── PASAJE CITADO

Las tierras del sur de España dan buenos pastos para el ganado vacuno. Allí, el uro evolucionó para generar una nueva especie, el toro ibérico, de carácter irritable y agresivo. En todas partes del mundo, las labores de ganadería incluyen, ente otras, el herraje de los becerros y becerras, la cura de heridas, la extirpación de gusaneras, o la vacunación, para lo cual se requiere la separación del animal de la manada y su inmovilización. En nuestros llanos se practica el “coleo”, que consiste en asir a la res por la cola mientras corre por la sabana y, poniéndose el jinete “coleador” en paralelo a ella, la hala por el rabo y la hace perder el equilibrio, tumbándola. Rápidamente baja de la montura y le ata las extremidades para inmovilizarlo. En España se hace empujando por el anca al animal, con la punta de una larga vara o caña, para hacerlo caer de lado.

────
── MATERIAL PROPORCIONADO

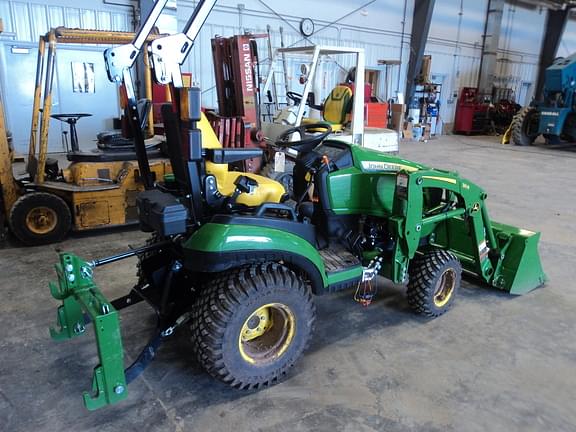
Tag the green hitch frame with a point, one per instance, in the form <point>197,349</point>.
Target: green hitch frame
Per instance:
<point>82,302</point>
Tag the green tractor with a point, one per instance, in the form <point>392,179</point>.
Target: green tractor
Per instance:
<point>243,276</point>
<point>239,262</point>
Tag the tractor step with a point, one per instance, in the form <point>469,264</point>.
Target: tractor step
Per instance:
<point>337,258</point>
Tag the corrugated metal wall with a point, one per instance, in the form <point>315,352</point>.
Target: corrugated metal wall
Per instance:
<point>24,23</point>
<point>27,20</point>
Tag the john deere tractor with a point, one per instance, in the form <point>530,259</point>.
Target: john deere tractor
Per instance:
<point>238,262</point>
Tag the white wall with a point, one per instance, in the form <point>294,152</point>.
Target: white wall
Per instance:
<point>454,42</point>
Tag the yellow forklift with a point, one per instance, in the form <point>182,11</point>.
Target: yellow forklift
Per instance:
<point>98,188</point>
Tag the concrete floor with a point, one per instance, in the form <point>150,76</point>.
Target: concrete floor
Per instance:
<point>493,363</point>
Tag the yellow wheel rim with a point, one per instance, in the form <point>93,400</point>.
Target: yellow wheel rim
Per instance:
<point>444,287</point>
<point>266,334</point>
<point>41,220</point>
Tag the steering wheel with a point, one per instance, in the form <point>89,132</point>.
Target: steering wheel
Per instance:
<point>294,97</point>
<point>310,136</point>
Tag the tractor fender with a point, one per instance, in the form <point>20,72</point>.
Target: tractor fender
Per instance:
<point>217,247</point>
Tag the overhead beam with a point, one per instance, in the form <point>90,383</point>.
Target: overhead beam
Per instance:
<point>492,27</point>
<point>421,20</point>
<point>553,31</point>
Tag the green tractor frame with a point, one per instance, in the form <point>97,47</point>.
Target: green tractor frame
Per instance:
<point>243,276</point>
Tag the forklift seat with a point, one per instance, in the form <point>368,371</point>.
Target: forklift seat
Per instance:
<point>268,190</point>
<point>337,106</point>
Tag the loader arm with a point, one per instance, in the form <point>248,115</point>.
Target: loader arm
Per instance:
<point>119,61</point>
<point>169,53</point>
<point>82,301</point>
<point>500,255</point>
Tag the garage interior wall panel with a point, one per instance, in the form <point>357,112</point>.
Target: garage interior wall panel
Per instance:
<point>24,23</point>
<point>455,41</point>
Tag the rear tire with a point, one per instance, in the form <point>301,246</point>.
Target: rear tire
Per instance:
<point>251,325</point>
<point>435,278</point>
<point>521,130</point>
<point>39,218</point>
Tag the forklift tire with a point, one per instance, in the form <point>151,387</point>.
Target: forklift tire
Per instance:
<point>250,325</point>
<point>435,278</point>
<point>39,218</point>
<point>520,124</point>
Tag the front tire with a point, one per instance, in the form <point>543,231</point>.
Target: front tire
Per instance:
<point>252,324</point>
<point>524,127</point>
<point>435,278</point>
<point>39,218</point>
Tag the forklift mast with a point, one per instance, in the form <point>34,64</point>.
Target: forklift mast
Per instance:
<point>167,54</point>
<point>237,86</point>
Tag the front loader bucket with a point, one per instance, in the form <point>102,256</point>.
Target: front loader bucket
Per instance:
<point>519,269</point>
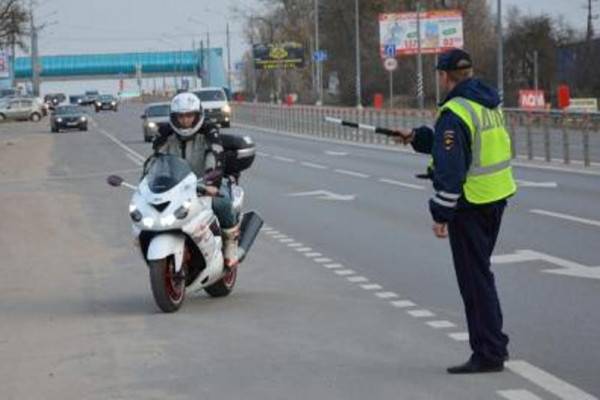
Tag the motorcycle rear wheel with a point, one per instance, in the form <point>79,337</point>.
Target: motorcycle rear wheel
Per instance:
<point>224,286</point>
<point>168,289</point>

────

* PREGUNTAS DE ESTUDIO:
A: Copie del texto sobre la ganadería el fragmento que empieza con "Las tierras del" y sigue hasta "caer de lado.".
B: Traduzca al inglés la siguiente oración del texto sobre la ganadería: "Las tierras del sur de España dan buenos pastos para el ganado vacuno."
Las entradas no hacen falta para resolver lo que se pide.

* RESPUESTAS POR APARTADO:
A:
Las tierras del sur de España dan buenos pastos para el ganado vacuno. Allí, el uro evolucionó para generar una nueva especie, el toro ibérico, de carácter irritable y agresivo. En todas partes del mundo, las labores de ganadería incluyen, ente otras, el herraje de los becerros y becerras, la cura de heridas, la extirpación de gusaneras, o la vacunación, para lo cual se requiere la separación del animal de la manada y su inmovilización. En nuestros llanos se practica el “coleo”, que consiste en asir a la res por la cola mientras corre por la sabana y, poniéndose el jinete “coleador” en paralelo a ella, la hala por el rabo y la hace perder el equilibrio, tumbándola. Rápidamente baja de la montura y le ata las extremidades para inmovilizarlo. En España se hace empujando por el anca al animal, con la punta de una larga vara o caña, para hacerlo caer de lado.

B: The lands of southern Spain provide good pasture for cattle.